DOCUMENT SEGMENT →
Ingredients You'll Need

Ingredients

8 large eggs – The backbone of the frittata. For extra richness swap two yolks for heavy cream, or use half-and-half if that’s what’s languishing in your dairy drawer. If you’re watching cholesterol, replace up to four whole eggs with 8 egg whites; the bake time remains the same.

½ cup (120 ml) whole milk – Lightens the custard. Any milk fat percentage works, but skip skim if you want a plush texture. Unsweetened oat or almond milk is fine for a dairy-free version; add 1 tsp olive oil for mouthfeel.

1 cup (100 g) shredded cheese – Think of this as “flavor glue.” Cheddar melts evenly, feta adds briny pops, goat cheese forms creamy pockets, and parmesan delivers umami crunch. Combine odds and ends—just aim for about 4 oz total.

REQUESTS →
1. Name every kind of cheese that the frittata ingredient list mentions by name.
2. Reproduce the frittata ingredient list from "½ cup (120 ml)" up to and including "4 oz total.".
You won't need the records.

Contour labeling entries:
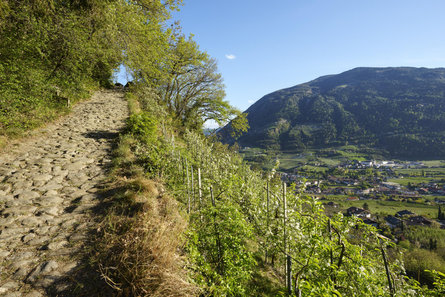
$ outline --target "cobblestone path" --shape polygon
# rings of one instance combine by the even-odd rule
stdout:
[[[0,296],[75,288],[69,275],[83,265],[97,192],[127,116],[122,93],[97,92],[0,153]]]

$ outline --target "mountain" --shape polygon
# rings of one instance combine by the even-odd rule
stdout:
[[[363,144],[445,158],[445,68],[355,68],[268,94],[245,111],[242,146],[299,151]],[[219,135],[233,143],[230,123]]]

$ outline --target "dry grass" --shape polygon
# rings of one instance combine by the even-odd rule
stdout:
[[[92,260],[115,296],[197,296],[183,255],[187,221],[162,183],[134,164],[133,143],[124,136],[115,151],[112,188],[120,190],[108,198]]]

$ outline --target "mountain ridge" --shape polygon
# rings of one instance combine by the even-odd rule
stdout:
[[[445,157],[445,68],[357,67],[269,93],[246,111],[242,146],[304,150],[365,144],[404,158]],[[221,129],[233,143],[230,123]]]

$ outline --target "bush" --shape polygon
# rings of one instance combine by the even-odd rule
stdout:
[[[145,143],[154,142],[157,138],[157,121],[146,112],[131,115],[127,127],[129,133]]]

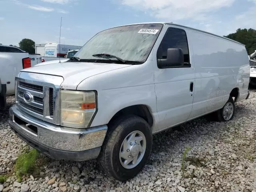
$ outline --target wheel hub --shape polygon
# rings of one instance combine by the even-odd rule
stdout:
[[[134,145],[131,150],[131,155],[133,157],[136,157],[139,154],[139,145],[136,144]]]
[[[227,103],[224,106],[223,109],[223,118],[226,120],[229,120],[234,112],[234,107],[231,103]]]
[[[137,166],[143,158],[146,148],[146,138],[140,131],[128,134],[121,146],[119,159],[121,164],[126,169]]]

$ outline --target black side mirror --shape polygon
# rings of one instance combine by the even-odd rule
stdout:
[[[182,50],[180,48],[168,49],[166,59],[157,60],[157,66],[160,69],[180,67],[184,64],[184,55]]]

THE RESULTS →
1. Cheddar, feta, goat cheese, parmesan

2.
½ cup (120 ml) whole milk – Lightens the custard. Any milk fat percentage works, but skip skim if you want a plush texture. Unsweetened oat or almond milk is fine for a dairy-free version; add 1 tsp olive oil for mouthfeel.

1 cup (100 g) shredded cheese – Think of this as “flavor glue.” Cheddar melts evenly, feta adds briny pops, goat cheese forms creamy pockets, and parmesan delivers umami crunch. Combine odds and ends—just aim for about 4 oz total.